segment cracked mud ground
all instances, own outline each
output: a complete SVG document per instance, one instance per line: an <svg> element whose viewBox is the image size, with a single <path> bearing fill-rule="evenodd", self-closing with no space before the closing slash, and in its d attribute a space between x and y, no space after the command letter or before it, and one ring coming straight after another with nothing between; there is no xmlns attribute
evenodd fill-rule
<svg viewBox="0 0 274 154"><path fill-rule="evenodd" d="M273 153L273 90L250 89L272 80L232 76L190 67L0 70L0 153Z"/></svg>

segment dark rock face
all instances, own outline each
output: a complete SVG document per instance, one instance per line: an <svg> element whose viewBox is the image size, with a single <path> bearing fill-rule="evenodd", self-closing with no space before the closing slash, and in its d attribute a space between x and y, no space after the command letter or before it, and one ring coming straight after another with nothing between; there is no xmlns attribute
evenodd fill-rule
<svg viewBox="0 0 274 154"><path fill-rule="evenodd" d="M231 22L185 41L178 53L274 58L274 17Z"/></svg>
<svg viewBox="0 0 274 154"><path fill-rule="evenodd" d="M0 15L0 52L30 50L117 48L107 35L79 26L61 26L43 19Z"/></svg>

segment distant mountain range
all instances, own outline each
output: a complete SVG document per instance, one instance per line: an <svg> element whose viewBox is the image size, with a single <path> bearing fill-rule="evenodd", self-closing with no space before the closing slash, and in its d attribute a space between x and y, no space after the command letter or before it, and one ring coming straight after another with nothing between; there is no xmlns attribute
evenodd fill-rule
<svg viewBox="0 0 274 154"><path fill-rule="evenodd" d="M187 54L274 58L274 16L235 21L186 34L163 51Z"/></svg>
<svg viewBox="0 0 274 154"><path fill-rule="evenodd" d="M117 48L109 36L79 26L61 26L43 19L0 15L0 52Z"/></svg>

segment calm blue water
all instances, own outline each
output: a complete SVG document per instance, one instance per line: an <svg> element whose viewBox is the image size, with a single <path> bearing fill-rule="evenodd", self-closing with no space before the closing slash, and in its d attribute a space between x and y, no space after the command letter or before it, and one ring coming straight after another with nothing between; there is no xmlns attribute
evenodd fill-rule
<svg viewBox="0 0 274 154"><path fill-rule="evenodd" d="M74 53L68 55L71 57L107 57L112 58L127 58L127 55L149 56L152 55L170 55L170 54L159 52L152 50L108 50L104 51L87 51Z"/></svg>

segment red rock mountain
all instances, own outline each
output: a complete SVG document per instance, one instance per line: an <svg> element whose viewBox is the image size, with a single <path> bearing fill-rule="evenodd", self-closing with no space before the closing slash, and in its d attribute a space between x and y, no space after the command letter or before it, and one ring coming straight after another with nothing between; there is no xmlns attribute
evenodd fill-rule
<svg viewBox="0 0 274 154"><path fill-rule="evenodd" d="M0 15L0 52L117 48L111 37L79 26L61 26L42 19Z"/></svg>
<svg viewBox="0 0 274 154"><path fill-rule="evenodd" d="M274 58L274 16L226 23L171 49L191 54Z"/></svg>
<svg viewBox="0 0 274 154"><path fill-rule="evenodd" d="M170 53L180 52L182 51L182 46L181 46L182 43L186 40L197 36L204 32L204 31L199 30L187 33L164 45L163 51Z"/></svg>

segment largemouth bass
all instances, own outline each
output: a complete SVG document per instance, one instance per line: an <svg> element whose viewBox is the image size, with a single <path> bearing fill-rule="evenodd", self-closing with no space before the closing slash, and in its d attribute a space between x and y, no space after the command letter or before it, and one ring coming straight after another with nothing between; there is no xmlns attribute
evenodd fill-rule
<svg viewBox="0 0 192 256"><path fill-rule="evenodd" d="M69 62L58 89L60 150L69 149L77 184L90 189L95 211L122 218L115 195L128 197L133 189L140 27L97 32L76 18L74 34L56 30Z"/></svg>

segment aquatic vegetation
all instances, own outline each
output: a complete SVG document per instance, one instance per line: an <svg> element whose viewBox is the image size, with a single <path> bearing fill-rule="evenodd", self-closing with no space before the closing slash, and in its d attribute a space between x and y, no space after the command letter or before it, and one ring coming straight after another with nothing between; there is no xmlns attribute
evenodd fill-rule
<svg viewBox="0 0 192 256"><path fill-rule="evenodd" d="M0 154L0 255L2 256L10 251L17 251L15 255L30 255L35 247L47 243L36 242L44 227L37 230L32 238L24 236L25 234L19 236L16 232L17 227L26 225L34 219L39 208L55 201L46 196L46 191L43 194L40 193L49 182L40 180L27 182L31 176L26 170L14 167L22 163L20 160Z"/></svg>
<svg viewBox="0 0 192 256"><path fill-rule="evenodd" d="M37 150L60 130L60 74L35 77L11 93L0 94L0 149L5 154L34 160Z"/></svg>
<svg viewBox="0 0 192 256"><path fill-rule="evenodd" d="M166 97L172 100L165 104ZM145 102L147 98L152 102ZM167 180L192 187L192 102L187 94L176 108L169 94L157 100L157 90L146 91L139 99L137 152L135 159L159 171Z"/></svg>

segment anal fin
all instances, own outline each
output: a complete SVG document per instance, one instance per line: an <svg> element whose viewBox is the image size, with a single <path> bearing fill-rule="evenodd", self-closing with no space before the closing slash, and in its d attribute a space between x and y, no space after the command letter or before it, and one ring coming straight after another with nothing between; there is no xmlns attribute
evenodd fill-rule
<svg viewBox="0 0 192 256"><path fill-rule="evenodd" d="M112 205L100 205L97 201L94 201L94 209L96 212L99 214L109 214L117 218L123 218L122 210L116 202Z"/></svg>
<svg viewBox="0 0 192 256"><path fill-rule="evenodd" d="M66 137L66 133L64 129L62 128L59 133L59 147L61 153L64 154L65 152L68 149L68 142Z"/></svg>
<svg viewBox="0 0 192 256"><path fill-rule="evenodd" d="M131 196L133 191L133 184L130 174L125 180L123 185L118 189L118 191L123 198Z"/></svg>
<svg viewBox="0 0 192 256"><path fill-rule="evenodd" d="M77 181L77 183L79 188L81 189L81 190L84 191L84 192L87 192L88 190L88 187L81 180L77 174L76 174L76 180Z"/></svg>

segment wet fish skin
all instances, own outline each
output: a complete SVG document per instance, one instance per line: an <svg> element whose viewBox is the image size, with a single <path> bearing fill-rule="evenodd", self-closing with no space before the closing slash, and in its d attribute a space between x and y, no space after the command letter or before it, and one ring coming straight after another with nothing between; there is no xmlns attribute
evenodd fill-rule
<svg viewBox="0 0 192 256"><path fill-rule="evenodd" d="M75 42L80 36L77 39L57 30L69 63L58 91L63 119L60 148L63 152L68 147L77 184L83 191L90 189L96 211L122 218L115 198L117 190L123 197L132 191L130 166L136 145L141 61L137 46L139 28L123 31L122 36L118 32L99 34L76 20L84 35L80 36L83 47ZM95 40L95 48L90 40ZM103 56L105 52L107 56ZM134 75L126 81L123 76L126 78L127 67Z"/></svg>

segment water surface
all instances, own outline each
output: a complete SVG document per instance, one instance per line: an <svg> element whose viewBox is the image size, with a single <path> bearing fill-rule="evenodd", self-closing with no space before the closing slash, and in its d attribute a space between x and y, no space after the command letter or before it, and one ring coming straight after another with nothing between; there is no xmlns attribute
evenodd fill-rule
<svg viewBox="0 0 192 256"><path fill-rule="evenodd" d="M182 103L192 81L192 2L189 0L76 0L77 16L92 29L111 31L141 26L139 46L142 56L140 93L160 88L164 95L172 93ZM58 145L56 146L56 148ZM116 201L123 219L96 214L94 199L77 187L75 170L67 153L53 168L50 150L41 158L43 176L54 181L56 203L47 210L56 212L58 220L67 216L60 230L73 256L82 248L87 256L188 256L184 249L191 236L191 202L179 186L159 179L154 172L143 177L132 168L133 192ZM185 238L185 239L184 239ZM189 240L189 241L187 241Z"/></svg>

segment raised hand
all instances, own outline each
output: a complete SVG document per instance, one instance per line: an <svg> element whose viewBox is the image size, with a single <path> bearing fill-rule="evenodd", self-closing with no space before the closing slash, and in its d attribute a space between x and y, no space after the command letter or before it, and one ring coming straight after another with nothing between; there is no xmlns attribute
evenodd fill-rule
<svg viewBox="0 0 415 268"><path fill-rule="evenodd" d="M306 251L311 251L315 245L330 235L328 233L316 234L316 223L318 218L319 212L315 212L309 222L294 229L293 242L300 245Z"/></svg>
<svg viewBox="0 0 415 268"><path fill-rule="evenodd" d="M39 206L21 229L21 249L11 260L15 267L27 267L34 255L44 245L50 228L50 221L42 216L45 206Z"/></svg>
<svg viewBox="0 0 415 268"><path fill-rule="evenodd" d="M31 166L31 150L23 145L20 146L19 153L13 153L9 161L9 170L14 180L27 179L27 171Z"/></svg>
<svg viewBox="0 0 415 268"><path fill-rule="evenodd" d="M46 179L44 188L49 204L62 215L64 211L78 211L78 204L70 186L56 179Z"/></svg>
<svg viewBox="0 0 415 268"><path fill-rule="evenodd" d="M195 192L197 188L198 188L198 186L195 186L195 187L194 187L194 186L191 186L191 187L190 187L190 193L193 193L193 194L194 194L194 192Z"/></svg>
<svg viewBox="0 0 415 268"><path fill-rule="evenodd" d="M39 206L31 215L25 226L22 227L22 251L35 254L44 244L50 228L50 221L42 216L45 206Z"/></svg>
....
Can you change "water surface" to "lake surface" in the material from the line containing "segment water surface" down to the line containing "103L192 81L192 2L189", and give back only those lines with everything else left as is?

segment lake surface
all instances, own outline each
output: a complete SVG document per instance, one instance per line: an <svg> element whose viewBox is the image size, with a single <path> bearing fill-rule="evenodd", self-closing with no space before the closing slash, and in its d attribute a space between x and y, no space after the command letter or before it, and one ring coming straight after another with nothing between; there is no xmlns attribute
evenodd fill-rule
<svg viewBox="0 0 192 256"><path fill-rule="evenodd" d="M182 103L192 81L192 2L189 0L76 0L77 16L92 29L111 31L141 26L139 46L142 56L140 93L160 88L164 95L172 93ZM58 145L56 146L56 148ZM116 201L123 219L96 214L94 199L77 187L75 170L67 153L53 168L50 150L41 158L43 176L54 181L56 203L47 210L56 212L58 220L67 216L60 230L73 256L82 248L87 256L188 256L184 249L191 236L191 202L179 186L159 179L154 172L143 177L132 168L133 192ZM185 238L185 239L184 239ZM189 240L189 241L187 241Z"/></svg>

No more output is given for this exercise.